Point labeling dataset excerpts:

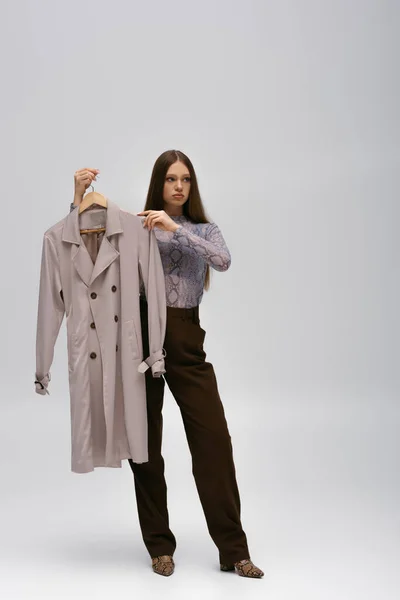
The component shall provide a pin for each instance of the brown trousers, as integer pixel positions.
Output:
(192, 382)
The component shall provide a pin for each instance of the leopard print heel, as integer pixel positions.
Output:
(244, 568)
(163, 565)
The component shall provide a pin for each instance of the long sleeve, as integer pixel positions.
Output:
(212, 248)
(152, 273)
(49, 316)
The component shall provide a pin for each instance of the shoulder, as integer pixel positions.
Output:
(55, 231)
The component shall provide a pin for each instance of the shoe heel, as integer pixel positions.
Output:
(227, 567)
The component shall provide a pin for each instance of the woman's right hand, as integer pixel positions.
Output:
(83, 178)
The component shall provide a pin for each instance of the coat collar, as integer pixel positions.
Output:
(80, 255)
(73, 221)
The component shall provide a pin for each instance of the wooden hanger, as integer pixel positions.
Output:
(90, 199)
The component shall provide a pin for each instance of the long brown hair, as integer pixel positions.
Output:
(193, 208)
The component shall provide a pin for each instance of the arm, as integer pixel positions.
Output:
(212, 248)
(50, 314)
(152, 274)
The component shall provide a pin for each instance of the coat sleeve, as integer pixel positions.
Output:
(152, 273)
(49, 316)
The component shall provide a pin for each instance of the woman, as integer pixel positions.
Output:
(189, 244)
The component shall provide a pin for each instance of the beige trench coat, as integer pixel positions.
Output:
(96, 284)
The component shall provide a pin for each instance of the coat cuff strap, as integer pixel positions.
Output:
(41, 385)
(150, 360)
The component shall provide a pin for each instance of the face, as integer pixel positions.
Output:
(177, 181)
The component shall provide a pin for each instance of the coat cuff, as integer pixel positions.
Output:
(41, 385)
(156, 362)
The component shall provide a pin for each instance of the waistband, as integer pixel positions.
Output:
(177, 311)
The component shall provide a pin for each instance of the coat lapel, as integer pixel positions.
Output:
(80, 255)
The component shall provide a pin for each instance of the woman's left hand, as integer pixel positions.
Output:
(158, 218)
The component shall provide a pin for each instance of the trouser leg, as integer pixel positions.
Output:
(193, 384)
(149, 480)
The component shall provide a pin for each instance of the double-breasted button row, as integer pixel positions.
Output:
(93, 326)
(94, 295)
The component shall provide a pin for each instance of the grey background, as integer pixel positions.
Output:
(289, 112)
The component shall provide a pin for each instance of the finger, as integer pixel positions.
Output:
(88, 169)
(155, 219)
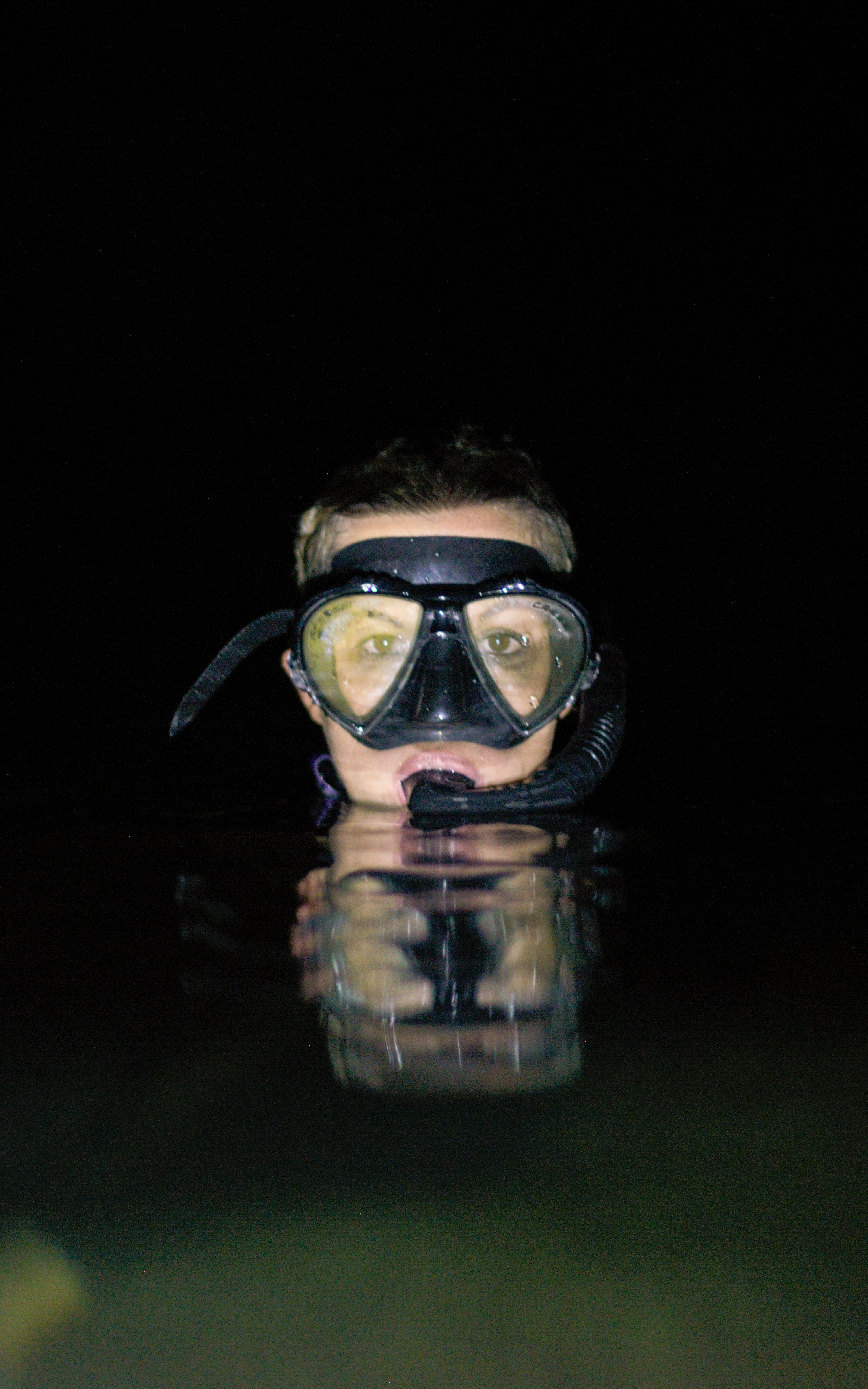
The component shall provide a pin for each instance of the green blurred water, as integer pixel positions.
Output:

▶ **What the exercise asks**: Only the lines from the one containing "row, as integer pixel positions." through the last line of the data belong in the copy, both included and reproduced exactly. Pictures do not.

▶ **Exercise result**:
The component shall provide a pin for each instance of the double-breasted button row, as integer pixel positions.
Output:
(93, 326)
(94, 295)
The component shall provide a pin for each instance of the grey background, as integer pixel positions.
Output:
(289, 112)
The component shall provide a pin for each instance of the finger, as integer pixel positions.
Output:
(88, 169)
(155, 219)
The component shall provide a pin for each instance of the green blurred water, as integer pixel positions.
Output:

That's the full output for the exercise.